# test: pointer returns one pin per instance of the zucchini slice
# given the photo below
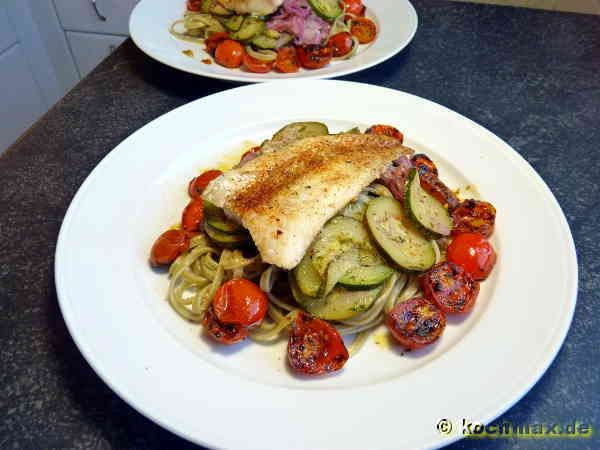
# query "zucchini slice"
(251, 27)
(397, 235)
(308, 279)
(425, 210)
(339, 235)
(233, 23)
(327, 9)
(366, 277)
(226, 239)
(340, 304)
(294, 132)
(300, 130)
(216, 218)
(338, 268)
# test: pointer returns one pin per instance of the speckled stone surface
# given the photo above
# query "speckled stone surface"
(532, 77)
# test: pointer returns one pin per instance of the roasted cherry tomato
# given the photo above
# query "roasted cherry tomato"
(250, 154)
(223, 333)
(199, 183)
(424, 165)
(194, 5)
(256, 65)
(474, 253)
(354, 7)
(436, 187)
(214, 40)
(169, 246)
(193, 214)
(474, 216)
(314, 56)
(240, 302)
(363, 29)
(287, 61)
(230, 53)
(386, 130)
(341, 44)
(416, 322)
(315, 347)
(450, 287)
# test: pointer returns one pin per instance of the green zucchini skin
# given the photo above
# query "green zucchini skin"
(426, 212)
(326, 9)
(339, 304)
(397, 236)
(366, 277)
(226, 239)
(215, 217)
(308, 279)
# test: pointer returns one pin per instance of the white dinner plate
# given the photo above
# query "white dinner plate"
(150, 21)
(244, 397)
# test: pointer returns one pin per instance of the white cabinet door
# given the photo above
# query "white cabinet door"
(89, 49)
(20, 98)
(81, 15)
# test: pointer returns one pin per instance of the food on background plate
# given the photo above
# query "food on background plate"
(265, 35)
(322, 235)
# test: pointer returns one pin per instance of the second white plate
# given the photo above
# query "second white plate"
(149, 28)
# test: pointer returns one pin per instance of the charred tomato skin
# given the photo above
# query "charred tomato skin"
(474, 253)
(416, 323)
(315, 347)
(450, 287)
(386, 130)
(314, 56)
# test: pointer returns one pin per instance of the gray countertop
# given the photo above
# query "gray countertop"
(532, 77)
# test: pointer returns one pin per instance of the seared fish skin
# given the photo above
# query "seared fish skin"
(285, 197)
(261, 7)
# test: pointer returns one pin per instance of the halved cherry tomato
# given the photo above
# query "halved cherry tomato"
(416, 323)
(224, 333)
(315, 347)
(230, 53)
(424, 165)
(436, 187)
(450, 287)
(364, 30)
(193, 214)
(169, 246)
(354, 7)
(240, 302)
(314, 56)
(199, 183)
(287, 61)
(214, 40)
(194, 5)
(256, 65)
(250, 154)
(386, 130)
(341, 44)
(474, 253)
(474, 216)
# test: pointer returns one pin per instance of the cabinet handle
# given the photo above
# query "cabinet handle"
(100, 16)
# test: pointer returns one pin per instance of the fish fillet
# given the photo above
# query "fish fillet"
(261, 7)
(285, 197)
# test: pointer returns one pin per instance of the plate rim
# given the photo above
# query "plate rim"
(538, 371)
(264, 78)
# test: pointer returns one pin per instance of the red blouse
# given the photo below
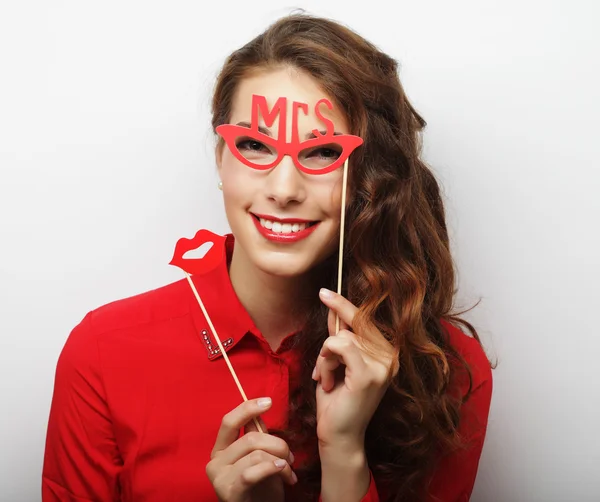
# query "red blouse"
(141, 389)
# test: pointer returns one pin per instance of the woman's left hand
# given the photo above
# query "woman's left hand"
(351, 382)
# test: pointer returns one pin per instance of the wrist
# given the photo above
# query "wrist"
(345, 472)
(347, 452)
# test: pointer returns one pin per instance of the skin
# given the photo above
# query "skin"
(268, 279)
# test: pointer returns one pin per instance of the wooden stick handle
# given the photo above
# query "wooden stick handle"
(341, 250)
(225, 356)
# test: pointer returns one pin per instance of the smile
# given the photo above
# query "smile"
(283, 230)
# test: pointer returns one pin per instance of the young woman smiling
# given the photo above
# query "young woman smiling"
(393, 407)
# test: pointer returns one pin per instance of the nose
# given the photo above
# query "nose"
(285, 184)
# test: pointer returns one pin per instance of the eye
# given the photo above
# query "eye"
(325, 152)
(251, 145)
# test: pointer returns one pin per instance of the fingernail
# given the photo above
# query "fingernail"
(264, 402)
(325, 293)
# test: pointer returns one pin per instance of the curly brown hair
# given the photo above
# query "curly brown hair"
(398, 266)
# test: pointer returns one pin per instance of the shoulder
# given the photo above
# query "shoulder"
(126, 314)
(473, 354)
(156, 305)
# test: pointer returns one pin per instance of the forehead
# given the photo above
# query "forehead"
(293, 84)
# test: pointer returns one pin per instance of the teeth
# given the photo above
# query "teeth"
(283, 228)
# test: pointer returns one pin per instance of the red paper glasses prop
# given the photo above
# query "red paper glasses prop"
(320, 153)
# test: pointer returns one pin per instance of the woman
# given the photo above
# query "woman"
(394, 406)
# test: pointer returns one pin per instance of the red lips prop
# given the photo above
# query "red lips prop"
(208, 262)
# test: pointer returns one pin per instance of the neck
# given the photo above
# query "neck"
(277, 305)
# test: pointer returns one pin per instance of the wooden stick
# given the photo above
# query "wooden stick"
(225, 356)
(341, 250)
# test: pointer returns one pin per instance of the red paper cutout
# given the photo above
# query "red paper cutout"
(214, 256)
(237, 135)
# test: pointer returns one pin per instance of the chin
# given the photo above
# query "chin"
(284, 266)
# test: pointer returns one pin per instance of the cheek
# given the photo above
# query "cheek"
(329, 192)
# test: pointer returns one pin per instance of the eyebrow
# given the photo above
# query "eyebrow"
● ● ● ●
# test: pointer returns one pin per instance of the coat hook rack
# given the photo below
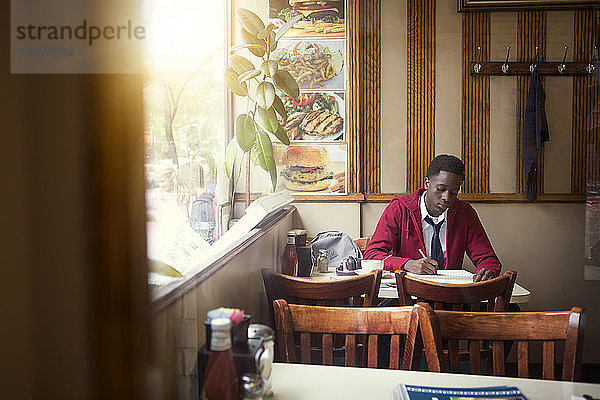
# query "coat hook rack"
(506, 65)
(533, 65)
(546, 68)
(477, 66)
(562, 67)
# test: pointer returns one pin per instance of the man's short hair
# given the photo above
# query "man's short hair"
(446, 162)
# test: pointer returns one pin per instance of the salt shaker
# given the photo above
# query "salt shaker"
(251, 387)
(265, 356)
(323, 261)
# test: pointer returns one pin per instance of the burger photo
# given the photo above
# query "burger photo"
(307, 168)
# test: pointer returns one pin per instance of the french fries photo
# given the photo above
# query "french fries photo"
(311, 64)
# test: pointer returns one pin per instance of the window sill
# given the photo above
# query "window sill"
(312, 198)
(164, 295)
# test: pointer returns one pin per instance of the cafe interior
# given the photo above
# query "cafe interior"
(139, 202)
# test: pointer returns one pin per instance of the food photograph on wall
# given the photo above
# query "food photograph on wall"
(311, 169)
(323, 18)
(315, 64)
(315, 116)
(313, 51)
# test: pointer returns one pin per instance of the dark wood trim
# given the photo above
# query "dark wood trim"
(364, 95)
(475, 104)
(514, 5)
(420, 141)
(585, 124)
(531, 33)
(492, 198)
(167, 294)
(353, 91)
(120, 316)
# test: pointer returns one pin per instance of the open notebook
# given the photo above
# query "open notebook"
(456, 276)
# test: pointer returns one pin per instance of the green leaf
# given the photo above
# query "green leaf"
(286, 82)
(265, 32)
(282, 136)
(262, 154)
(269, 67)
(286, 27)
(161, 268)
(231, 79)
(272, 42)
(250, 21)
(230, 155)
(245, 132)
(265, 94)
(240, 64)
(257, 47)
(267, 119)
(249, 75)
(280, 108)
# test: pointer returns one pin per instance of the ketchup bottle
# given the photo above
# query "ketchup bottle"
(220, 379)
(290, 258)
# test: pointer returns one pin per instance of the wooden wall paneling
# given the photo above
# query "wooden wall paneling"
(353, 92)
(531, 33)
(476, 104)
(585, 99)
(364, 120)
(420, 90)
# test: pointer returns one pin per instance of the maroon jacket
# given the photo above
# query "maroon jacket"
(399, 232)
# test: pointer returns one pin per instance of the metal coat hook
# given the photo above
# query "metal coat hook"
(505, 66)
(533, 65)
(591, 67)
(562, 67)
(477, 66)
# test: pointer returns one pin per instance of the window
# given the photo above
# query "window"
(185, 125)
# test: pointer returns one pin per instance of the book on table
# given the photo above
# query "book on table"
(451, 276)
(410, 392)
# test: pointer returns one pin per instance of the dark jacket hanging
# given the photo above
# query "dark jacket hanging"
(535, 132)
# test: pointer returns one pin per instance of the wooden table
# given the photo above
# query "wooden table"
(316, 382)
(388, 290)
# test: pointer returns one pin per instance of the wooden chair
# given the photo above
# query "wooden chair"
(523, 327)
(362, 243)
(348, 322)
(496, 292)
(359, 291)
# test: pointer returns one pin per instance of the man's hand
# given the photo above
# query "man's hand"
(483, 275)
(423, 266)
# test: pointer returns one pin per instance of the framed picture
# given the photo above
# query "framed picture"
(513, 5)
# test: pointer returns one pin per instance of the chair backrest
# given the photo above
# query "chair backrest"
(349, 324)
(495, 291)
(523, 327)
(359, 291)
● ● ● ●
## THE REQUEST
Select each line of the records that contains the string "woman" and copy those lines in order.

## SOLUTION TO THE EXERCISE
# test: pointer returns one pin per instance of the woman's left hand
# query "woman's left hand"
# test: pointer returns one pin per instance of the young woman smiling
# query "young woman smiling"
# test: pointer returns one pin per instance of the woman
# query "woman"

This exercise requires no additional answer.